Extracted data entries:

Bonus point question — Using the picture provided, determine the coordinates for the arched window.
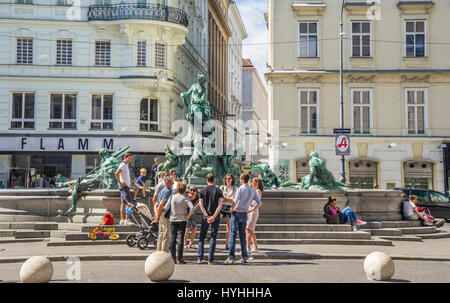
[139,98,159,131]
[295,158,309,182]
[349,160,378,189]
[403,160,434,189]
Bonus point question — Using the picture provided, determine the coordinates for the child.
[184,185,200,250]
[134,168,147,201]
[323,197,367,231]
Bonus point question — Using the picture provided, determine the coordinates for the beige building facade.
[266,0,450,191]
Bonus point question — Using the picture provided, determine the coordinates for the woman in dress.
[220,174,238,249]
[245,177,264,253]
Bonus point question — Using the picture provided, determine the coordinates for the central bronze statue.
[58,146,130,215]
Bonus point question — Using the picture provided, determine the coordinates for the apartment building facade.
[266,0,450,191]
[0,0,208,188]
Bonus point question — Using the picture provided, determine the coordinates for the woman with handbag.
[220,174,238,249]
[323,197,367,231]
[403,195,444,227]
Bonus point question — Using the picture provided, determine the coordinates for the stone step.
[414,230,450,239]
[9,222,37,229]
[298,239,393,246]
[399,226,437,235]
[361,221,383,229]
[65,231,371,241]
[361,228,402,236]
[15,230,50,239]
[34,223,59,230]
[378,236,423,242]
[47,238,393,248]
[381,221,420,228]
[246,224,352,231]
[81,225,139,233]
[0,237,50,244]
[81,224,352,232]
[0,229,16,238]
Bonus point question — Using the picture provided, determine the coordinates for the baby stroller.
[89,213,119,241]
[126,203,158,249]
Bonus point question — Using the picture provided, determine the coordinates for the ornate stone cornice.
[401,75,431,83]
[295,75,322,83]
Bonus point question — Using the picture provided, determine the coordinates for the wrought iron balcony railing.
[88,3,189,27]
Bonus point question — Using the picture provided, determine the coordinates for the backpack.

Directions for this task:
Return every one of the entries above word for word, leaving out the pictures.

Problem solution:
Bonus point question — Using the picture provided, determine the coordinates for the arched window.
[139,98,159,131]
[295,158,309,182]
[349,160,378,189]
[403,160,434,189]
Bonus point question — Using the picture provided, determine the coordinates for the child.
[184,185,200,250]
[134,168,147,201]
[323,197,367,231]
Bonus point question — Using the picture provided, determine the coordinates for the beige building facade.
[266,0,450,191]
Bonus point question — Using the picture provided, determine the coordinates for the woman in dress.
[220,174,238,249]
[245,177,264,253]
Bonus point question — Using the picture provided, determine the coordinates for the central bronze statue.
[58,146,130,215]
Bonus point question — Using the picture provided, determine the coordinates for the apartment building facade.
[266,0,450,191]
[0,0,208,188]
Bonus point question — Using the picture provided, determine the coordinates for the woman with handbag.
[220,174,238,249]
[323,197,367,231]
[403,195,444,227]
Bonus point question — Using the picture provided, determine the coordinates for the stone step.
[414,230,450,239]
[9,222,37,229]
[298,239,393,246]
[399,226,437,235]
[361,221,383,229]
[65,231,371,241]
[361,228,402,236]
[15,230,50,239]
[34,223,59,230]
[378,236,423,242]
[47,238,393,248]
[381,221,420,228]
[246,224,352,231]
[81,225,139,233]
[0,237,50,244]
[81,224,352,232]
[0,229,16,238]
Bonus point question — Using the picture provided, determine the coordinates for the baby stroller.
[89,213,119,241]
[126,203,158,249]
Bonus point question — Using the picture provided, determine the coordinates for the ornate stone cornice.
[401,75,431,83]
[295,75,322,83]
Bonus point question — Using the picture provided, determine the coordinates for the wrought iron balcony railing.
[88,3,189,27]
Bonus point question — Using the picture provided, determine the coordinates for the backpack.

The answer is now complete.